Put every line of the records below into a numbered list, omitting any blank lines.

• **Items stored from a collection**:
--------------------------------

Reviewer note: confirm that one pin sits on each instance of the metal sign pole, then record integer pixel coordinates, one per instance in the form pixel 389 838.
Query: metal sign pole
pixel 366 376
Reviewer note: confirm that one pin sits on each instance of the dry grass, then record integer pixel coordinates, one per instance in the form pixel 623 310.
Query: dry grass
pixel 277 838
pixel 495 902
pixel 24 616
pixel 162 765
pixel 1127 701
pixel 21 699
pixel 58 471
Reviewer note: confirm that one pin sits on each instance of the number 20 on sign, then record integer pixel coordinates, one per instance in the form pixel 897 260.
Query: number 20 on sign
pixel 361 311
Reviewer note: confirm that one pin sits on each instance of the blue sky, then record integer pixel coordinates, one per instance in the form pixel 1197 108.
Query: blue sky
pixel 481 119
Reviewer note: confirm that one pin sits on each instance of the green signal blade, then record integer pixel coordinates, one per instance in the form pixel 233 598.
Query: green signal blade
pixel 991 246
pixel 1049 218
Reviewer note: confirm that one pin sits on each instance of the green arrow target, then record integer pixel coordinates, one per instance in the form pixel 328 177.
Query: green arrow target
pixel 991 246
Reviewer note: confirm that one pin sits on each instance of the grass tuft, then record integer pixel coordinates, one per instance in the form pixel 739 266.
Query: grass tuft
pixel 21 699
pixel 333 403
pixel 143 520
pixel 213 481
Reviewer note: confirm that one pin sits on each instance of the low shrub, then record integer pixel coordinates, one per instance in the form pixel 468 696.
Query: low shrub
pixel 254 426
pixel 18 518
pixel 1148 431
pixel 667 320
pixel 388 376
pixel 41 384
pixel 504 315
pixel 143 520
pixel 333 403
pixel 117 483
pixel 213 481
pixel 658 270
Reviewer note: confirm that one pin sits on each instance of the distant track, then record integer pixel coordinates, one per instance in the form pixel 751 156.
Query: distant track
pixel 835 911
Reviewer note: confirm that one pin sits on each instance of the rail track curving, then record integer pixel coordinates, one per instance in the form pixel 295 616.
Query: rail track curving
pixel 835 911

--------------------------------

• **Answer below**:
1. Reviewer note: confirm that one pin sits on each instance of the metal sign pole, then record integer pixel coordinates, one per instance in the form pixel 389 838.
2. Query: metal sign pole
3. pixel 366 376
4. Reviewer note: confirm that one pin sits on each instance of the dry grass, then record integer pixel coordinates, one per instance in the form pixel 623 310.
5. Query: dry grass
6. pixel 277 838
7. pixel 495 902
8. pixel 24 616
9. pixel 162 765
10. pixel 1127 701
11. pixel 21 699
12. pixel 58 471
13. Reviewer note: confirm that one pin sits on each instance of the number 20 on sign, then record integer pixel coordinates, one per instance in the form pixel 897 260.
14. Query: number 20 on sign
15. pixel 361 311
16. Reviewer note: confirm that one pin sits on each instance of the blue sky, then record integer pixel coordinates, one per instance in the form pixel 1197 108.
17. Query: blue sky
18. pixel 481 119
19. Reviewer note: confirm that one pin sits on each instance of the green signal blade, then record integer pixel coordinates, one per instance in the form pixel 233 598.
20. Query: green signal blade
21. pixel 991 246
22. pixel 1049 218
23. Reviewer note: confirm that one pin sits on each instance of the green arrow target, then record integer pixel coordinates, one per instance in the form pixel 328 177.
24. Query: green arrow target
25. pixel 991 246
26. Reviewer note: confirm that one pin sits on each instance of the grass tuft, then record integer pixel coordinates, one per instance in the form pixel 739 266.
27. Query: grass tuft
28. pixel 21 699
29. pixel 333 403
30. pixel 143 520
31. pixel 213 481
32. Reviewer note: confirm that one pin sits on each instance of the low shrub, then record integer pixel coordinates, one per instance in the form pixel 468 696.
33. Query: low shrub
34. pixel 254 426
35. pixel 18 518
36. pixel 1148 431
37. pixel 667 320
38. pixel 388 376
39. pixel 41 384
40. pixel 504 315
41. pixel 143 520
42. pixel 333 403
43. pixel 117 483
44. pixel 213 481
45. pixel 658 270
46. Reviewer note: confirm that one pin sits on each instance of the distant track, then record integer pixel coordinates, one per instance in the form pixel 751 156.
47. Query: distant track
48. pixel 835 911
49. Reviewer note: confirm that one pin sits on each instance of the rail track curving, then record integer pixel coordinates, one per instance in the form pixel 295 616.
50. Query: rail track curving
51. pixel 835 911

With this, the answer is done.